[Assignment]
In how many lines of the listing does the string "foliage" appear? Give only the number.

[Input]
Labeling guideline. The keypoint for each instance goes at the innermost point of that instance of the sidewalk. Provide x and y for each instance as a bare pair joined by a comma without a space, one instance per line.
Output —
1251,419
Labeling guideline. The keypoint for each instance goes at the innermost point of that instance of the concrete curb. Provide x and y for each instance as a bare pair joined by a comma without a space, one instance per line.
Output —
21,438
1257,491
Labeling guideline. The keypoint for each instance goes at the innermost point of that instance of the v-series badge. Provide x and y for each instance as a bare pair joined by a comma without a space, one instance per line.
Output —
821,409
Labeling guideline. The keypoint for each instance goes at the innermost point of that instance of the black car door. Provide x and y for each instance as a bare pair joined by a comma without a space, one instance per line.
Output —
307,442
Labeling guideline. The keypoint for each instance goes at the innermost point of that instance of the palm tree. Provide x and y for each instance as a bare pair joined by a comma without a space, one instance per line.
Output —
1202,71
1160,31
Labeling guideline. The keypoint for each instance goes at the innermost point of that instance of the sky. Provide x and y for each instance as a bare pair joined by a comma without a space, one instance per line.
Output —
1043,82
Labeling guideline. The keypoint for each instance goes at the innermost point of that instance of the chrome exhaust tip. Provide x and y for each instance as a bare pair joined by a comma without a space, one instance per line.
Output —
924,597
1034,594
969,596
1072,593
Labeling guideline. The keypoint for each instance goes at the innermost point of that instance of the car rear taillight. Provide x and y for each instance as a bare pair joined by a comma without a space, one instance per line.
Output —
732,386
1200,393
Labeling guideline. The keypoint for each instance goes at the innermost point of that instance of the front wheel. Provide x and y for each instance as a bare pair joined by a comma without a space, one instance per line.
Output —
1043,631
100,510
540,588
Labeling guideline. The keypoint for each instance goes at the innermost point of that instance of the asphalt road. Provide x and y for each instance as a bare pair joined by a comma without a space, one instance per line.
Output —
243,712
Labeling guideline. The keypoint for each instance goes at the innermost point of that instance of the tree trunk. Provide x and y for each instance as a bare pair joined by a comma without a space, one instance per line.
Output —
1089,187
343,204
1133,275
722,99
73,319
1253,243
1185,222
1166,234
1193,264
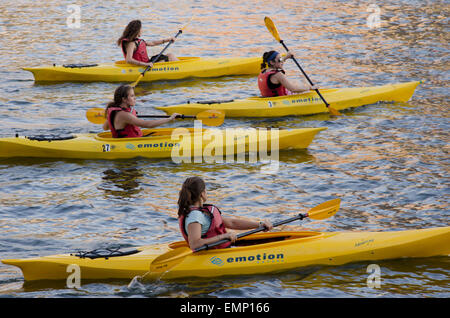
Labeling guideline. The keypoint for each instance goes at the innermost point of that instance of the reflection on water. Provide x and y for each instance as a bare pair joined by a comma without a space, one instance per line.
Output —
387,162
121,182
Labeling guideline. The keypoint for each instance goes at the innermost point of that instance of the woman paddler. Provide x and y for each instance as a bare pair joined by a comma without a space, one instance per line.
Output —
121,117
135,49
272,80
202,223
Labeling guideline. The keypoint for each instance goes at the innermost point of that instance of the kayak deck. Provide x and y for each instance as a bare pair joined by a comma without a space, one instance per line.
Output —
120,71
300,104
175,143
256,254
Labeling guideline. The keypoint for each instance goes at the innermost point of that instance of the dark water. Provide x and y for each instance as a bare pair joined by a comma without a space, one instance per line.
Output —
388,162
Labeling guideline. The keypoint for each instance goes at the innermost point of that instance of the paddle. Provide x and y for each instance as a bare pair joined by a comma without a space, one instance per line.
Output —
273,30
170,259
209,117
160,53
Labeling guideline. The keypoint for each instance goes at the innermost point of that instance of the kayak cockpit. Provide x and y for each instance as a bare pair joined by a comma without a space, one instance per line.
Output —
181,59
156,132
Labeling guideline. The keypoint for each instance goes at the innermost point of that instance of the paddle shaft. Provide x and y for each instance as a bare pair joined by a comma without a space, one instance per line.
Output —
157,57
165,116
300,216
306,76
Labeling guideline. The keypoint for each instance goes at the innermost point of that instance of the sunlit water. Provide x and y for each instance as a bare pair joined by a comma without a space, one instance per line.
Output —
388,162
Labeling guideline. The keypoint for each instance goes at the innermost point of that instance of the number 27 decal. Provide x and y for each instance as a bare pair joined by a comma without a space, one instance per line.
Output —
106,147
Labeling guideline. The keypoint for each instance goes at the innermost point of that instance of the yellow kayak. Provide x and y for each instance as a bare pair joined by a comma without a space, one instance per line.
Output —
175,143
123,72
255,254
301,104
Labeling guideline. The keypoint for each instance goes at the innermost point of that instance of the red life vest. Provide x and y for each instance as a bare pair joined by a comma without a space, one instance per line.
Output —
130,131
216,227
267,88
140,52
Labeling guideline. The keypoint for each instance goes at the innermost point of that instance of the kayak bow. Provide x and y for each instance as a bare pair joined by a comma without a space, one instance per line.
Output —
122,72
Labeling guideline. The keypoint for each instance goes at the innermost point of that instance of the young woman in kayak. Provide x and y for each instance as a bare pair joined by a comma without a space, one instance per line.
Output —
135,49
272,80
202,223
121,118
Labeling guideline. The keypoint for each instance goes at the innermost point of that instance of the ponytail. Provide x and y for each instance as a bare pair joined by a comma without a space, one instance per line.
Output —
190,193
268,56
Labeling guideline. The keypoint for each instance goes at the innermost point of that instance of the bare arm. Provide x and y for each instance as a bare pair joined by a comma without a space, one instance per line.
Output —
158,42
245,224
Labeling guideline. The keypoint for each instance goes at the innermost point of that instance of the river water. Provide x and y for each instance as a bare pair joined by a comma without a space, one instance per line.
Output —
388,162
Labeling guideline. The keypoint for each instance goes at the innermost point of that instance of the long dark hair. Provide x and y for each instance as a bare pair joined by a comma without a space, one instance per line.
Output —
131,31
121,92
266,55
190,193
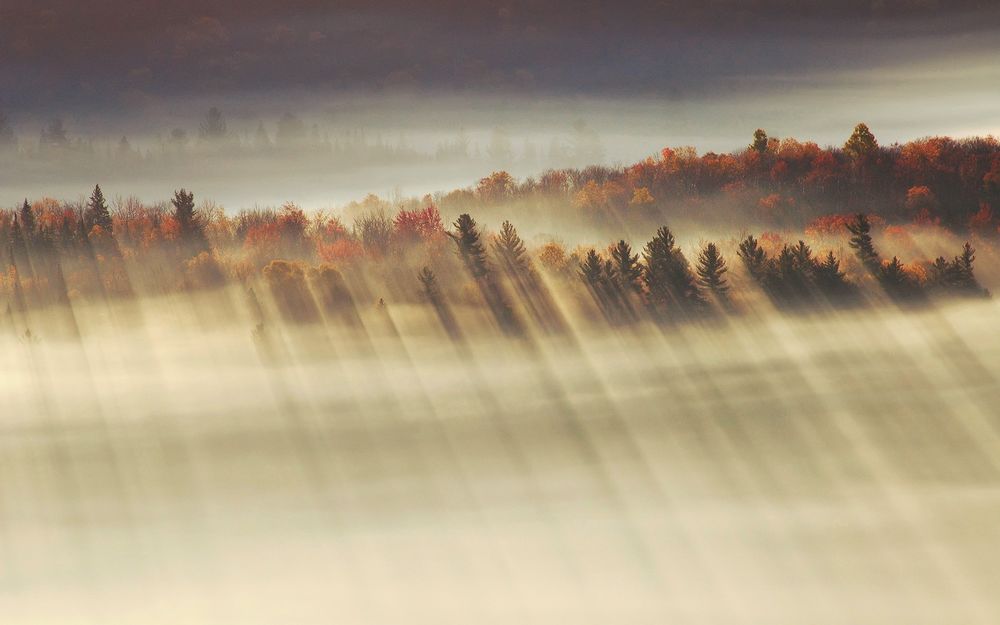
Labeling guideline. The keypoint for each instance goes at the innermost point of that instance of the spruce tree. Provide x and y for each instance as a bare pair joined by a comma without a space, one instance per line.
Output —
829,278
897,283
627,271
861,242
759,144
96,212
510,249
861,143
27,221
473,255
667,276
470,246
753,256
592,271
711,268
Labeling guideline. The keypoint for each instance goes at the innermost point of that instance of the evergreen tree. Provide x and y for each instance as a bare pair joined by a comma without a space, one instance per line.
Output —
829,278
711,268
510,248
897,282
473,255
861,242
627,271
753,256
668,277
963,266
804,261
191,228
963,276
96,212
470,246
592,271
27,221
942,273
7,138
832,283
861,144
759,144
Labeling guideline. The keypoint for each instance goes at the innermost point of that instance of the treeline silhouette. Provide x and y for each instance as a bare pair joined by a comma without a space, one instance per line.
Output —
314,267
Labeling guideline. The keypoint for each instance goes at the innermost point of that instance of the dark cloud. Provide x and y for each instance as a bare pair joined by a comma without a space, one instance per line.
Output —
112,53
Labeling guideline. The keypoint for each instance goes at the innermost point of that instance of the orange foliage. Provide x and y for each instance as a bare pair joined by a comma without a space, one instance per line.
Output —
496,187
416,225
341,250
982,222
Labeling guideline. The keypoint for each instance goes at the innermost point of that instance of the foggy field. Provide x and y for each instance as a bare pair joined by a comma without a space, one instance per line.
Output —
176,467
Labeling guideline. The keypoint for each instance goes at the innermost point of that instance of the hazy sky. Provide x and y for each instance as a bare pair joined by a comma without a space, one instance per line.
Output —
114,56
639,74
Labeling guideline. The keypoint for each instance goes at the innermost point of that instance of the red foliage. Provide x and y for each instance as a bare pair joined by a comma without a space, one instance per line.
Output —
341,250
410,226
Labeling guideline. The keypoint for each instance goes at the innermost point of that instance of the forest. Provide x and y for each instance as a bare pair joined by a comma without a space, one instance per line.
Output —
809,228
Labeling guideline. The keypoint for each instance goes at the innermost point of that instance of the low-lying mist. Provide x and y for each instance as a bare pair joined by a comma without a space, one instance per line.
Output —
182,462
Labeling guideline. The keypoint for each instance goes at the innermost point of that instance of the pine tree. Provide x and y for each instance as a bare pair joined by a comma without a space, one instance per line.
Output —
7,138
470,246
627,271
592,271
963,265
667,276
964,278
759,144
753,256
831,282
828,275
861,143
804,261
510,249
27,221
96,212
473,255
861,242
711,268
942,273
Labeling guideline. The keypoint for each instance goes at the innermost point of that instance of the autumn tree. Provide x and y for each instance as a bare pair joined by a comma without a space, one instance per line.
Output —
28,224
760,140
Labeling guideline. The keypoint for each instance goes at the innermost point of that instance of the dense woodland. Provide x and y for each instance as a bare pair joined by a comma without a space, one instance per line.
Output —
315,266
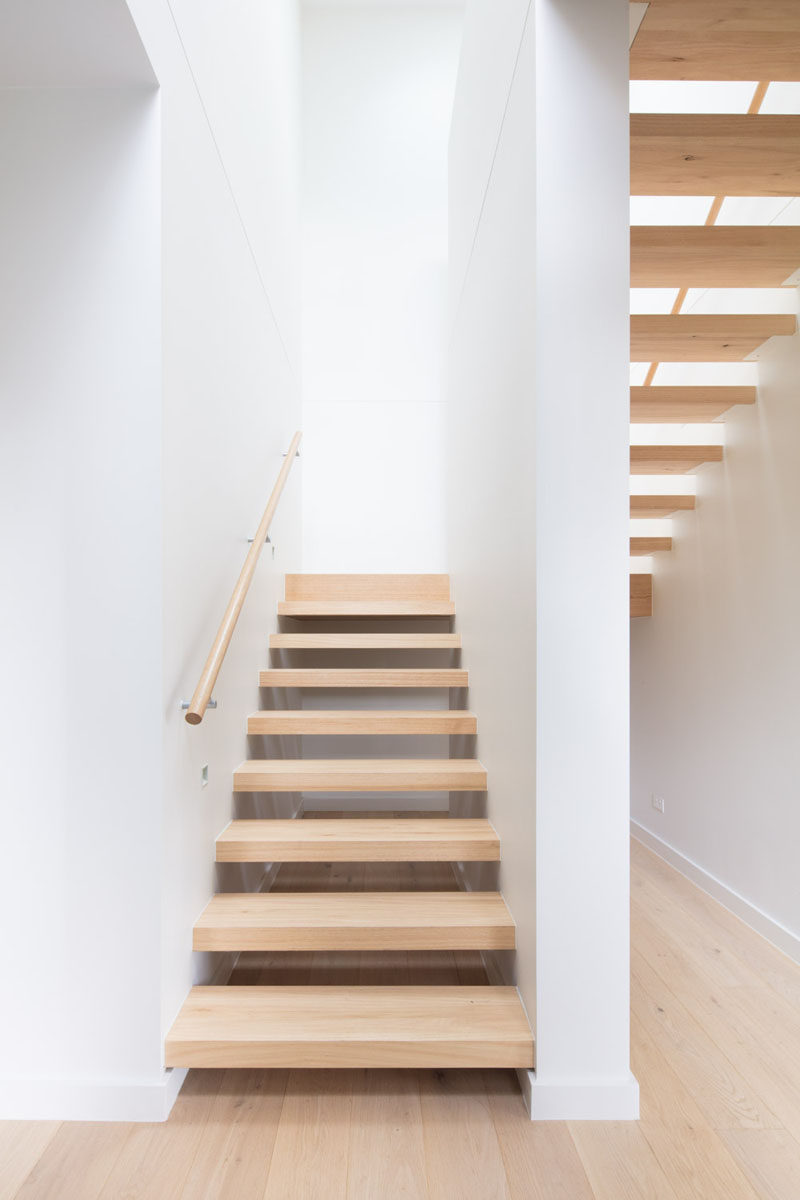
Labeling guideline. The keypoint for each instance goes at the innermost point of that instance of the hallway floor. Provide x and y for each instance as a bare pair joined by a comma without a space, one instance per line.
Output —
716,1045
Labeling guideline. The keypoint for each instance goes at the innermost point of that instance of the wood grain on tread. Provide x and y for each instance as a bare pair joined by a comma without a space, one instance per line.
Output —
367,587
340,1026
714,256
355,921
660,505
366,609
365,641
717,40
641,595
672,460
713,154
649,545
360,840
367,677
341,721
685,405
667,337
360,774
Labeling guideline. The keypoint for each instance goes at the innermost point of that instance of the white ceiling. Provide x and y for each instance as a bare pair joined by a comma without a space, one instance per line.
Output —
71,43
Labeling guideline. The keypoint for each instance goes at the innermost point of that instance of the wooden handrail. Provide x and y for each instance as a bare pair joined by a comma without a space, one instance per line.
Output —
202,696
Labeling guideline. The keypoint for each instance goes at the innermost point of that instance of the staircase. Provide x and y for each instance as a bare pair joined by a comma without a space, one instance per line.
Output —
358,897
714,157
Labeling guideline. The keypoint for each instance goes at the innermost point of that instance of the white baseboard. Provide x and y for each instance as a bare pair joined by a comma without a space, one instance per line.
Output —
618,1099
92,1099
773,930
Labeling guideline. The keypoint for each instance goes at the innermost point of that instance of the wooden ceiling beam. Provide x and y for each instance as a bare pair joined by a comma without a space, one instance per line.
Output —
717,40
699,339
715,256
684,405
679,154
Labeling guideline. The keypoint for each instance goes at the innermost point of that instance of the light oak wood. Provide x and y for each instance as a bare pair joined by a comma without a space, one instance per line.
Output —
307,609
335,1026
365,641
704,339
649,545
437,1134
660,505
672,460
360,775
717,40
202,695
714,155
714,256
359,840
641,595
681,405
355,921
366,677
367,587
368,721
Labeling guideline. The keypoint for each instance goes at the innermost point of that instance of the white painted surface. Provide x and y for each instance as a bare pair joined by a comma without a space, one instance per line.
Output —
377,96
717,737
537,540
148,393
80,607
773,930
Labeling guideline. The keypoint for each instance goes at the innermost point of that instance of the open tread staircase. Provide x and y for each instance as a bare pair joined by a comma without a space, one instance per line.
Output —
274,1025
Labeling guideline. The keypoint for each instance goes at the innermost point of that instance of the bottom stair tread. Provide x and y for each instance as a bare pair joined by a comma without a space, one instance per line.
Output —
340,1027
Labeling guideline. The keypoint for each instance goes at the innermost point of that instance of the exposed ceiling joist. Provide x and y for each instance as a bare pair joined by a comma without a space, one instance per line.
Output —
717,40
714,256
701,339
714,155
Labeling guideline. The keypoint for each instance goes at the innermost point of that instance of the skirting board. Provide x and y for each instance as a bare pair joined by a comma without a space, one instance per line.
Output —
773,930
575,1101
66,1099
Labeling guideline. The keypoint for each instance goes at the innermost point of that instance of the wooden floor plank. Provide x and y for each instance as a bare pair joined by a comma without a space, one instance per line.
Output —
22,1144
539,1157
462,1152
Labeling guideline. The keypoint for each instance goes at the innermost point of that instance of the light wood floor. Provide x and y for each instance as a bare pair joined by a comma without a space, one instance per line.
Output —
716,1049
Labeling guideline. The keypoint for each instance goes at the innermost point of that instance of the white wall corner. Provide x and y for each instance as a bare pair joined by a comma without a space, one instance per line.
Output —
773,930
91,1099
614,1099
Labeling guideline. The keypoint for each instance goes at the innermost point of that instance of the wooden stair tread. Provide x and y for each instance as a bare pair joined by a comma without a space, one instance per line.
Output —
672,460
360,774
714,154
365,641
383,587
641,595
649,545
336,1026
356,721
359,840
366,609
689,337
365,677
685,403
714,256
717,40
660,505
352,921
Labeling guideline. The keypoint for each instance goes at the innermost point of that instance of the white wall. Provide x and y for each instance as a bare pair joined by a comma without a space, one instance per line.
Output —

[The completed task]
2